(Contour annotation records)

- - -

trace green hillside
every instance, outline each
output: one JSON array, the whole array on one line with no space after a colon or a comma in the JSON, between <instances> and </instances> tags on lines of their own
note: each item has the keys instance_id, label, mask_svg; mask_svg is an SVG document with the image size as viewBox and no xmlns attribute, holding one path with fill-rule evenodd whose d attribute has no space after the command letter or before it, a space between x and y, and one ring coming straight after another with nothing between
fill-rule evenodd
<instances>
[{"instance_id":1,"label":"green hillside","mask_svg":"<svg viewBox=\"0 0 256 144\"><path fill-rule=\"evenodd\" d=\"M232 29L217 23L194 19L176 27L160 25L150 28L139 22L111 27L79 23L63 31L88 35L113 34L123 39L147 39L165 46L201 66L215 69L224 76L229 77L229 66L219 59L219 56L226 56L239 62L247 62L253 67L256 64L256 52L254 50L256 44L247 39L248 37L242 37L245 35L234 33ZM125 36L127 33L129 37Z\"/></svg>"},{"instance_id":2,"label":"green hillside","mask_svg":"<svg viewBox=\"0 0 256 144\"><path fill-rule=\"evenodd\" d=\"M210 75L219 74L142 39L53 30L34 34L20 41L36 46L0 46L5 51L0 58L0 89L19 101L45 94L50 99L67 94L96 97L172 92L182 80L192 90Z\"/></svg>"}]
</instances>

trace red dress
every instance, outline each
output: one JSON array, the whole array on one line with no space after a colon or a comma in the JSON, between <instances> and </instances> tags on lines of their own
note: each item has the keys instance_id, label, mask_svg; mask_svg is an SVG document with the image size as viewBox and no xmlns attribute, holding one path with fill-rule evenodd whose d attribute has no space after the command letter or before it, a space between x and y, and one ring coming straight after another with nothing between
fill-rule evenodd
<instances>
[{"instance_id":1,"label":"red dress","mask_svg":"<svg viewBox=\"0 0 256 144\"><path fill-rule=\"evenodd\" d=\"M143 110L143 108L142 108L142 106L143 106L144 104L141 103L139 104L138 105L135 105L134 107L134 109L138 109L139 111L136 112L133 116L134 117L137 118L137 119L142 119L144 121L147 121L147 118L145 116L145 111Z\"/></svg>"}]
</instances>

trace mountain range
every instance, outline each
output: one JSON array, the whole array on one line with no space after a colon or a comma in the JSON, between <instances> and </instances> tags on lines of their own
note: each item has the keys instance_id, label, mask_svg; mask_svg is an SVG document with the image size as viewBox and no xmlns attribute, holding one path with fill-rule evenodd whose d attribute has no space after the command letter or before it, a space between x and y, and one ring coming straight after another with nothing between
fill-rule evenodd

- - -

* _Your task_: Return every line of the items above unchanged, character for character.

* _Final answer_:
trace green hillside
every instance, outline each
output: one JSON array, the whole array on one line with no space after a colon or a comma in the JSON, between <instances> and </instances> tags on lines of their own
note: each item has the keys instance_id, label, mask_svg; mask_svg is an SVG document with the image size as viewBox and no xmlns attribute, holding one path with fill-rule evenodd whose d attribute has no space after the command letter or before it, a space between x and y, and one ring coming straight after another with nothing between
fill-rule evenodd
<instances>
[{"instance_id":1,"label":"green hillside","mask_svg":"<svg viewBox=\"0 0 256 144\"><path fill-rule=\"evenodd\" d=\"M232 29L217 23L194 19L176 27L160 25L150 28L139 22L111 27L79 23L63 31L88 35L113 34L123 39L147 39L165 46L201 66L215 69L224 76L229 77L229 66L219 59L219 56L226 56L239 62L247 62L253 67L256 64L256 52L254 50L256 44L247 39L248 37L242 37L245 35L234 33ZM125 36L127 33L129 37Z\"/></svg>"},{"instance_id":2,"label":"green hillside","mask_svg":"<svg viewBox=\"0 0 256 144\"><path fill-rule=\"evenodd\" d=\"M210 75L219 74L142 39L53 30L34 34L20 41L36 46L0 46L5 51L0 58L0 89L19 101L45 94L50 99L67 94L96 97L172 92L182 80L192 90Z\"/></svg>"}]
</instances>

trace red dress
every instance, outline each
output: one JSON array, the whole array on one line with no space after a colon or a comma in the JSON, between <instances> and </instances> tags on lines of their own
note: each item has the keys instance_id, label, mask_svg; mask_svg is an SVG document with the image size as viewBox and no xmlns attribute, holding one path with fill-rule evenodd whose d attribute has no space after the command letter or before it, a space between x and y, and one ring coming straight after another with nothing between
fill-rule evenodd
<instances>
[{"instance_id":1,"label":"red dress","mask_svg":"<svg viewBox=\"0 0 256 144\"><path fill-rule=\"evenodd\" d=\"M143 110L143 108L142 108L142 106L143 106L144 104L141 103L139 104L138 105L135 105L134 107L134 109L138 109L139 111L136 112L133 116L134 117L137 118L137 119L142 119L144 121L147 121L147 118L145 116L145 111Z\"/></svg>"}]
</instances>

trace mountain range
every instance, outline each
output: one JSON array, the whole array on one line with no space after a colon or a comma in the JSON, between <instances> and </instances> tags on lines of their own
note: each item has the keys instance_id, label, mask_svg; mask_svg is an SVG document with the image size as viewBox and no xmlns attribute, holding one path with fill-rule evenodd whose d attribute has no space after the command letter or before it, a space between x and y, and one ring coming straight after another with nothing between
fill-rule evenodd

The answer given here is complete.